### RECORD SET

= Beginning of Section =

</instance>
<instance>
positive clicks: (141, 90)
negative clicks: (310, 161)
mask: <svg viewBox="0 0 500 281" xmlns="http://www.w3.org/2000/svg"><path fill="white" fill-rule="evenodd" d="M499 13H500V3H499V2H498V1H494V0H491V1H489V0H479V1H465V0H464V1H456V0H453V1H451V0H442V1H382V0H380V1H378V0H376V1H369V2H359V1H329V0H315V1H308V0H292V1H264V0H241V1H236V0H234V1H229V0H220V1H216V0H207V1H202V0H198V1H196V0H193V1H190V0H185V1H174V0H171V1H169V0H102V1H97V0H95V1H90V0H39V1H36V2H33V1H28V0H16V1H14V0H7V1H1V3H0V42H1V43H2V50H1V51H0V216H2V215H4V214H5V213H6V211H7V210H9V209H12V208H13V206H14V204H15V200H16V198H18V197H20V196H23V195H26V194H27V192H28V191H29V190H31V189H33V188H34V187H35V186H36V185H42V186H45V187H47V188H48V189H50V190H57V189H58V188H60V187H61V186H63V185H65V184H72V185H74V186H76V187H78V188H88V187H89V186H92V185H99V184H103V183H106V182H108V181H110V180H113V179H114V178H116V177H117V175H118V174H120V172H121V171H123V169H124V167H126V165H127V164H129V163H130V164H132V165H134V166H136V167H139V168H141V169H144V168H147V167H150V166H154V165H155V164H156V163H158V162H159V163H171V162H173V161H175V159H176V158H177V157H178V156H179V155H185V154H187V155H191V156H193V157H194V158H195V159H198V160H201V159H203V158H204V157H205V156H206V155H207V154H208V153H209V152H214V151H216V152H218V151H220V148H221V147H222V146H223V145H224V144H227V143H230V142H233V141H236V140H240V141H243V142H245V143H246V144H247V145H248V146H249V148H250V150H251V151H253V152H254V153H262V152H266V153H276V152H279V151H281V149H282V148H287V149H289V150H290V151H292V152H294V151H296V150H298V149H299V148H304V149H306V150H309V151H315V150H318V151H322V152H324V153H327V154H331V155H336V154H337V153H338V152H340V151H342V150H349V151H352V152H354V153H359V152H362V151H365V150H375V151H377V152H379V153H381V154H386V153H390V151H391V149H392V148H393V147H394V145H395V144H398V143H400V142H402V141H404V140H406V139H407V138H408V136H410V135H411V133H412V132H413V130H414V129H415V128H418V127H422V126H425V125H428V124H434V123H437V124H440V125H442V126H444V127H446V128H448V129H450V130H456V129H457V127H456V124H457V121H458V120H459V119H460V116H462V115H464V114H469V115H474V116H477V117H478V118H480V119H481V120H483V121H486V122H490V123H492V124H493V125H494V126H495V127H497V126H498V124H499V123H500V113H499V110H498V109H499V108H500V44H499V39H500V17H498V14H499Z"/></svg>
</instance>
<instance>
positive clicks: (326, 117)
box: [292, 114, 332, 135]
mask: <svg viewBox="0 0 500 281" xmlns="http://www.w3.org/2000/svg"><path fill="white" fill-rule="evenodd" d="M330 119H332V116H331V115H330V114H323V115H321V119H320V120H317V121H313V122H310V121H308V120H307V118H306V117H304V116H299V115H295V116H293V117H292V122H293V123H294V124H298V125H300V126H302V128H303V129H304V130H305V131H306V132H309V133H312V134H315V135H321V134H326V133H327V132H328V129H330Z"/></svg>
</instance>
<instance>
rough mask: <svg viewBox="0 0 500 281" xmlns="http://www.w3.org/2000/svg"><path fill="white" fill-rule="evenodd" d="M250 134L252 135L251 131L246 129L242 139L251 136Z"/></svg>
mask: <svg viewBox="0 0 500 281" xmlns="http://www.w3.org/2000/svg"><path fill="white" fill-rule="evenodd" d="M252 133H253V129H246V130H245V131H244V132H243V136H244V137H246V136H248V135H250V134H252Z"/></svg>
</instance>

= End of Section =
= Beginning of Section =

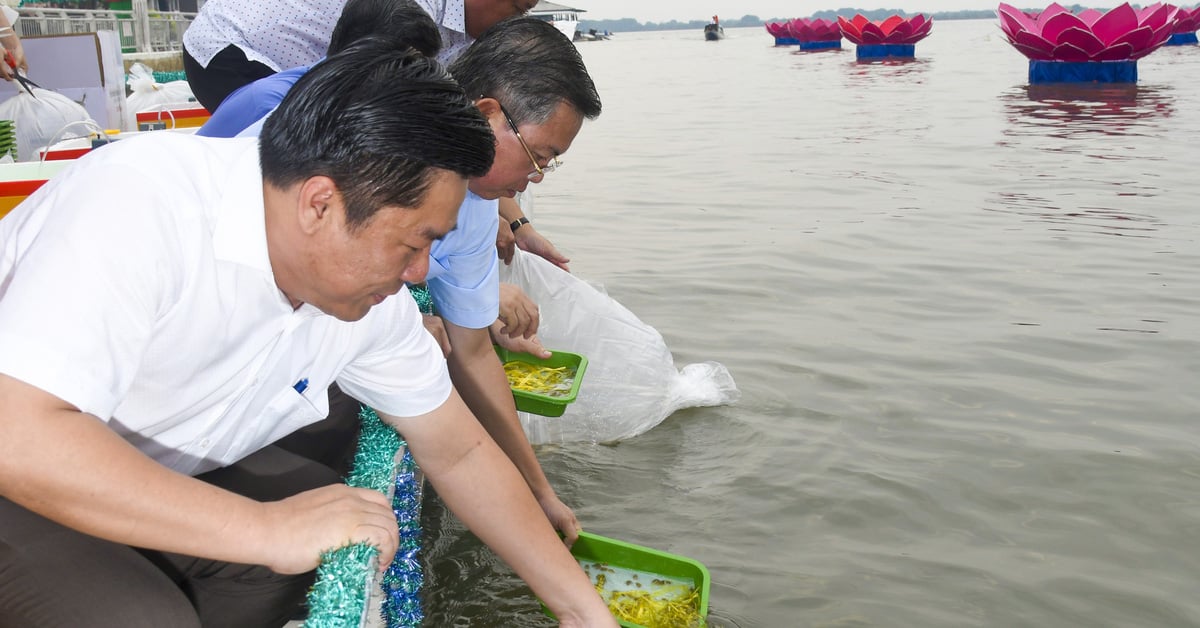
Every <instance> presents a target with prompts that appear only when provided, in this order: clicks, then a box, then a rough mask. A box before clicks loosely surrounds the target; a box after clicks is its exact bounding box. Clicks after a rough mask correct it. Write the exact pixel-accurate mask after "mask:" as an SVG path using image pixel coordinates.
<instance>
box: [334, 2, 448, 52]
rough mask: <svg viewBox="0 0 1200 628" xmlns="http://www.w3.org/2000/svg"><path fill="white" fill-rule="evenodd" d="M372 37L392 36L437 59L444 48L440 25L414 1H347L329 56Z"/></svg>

= End of Section =

Whenever a line above includes "positive", copy it in full.

### ANSWER SECTION
positive clicks: (141, 90)
positive clicks: (326, 117)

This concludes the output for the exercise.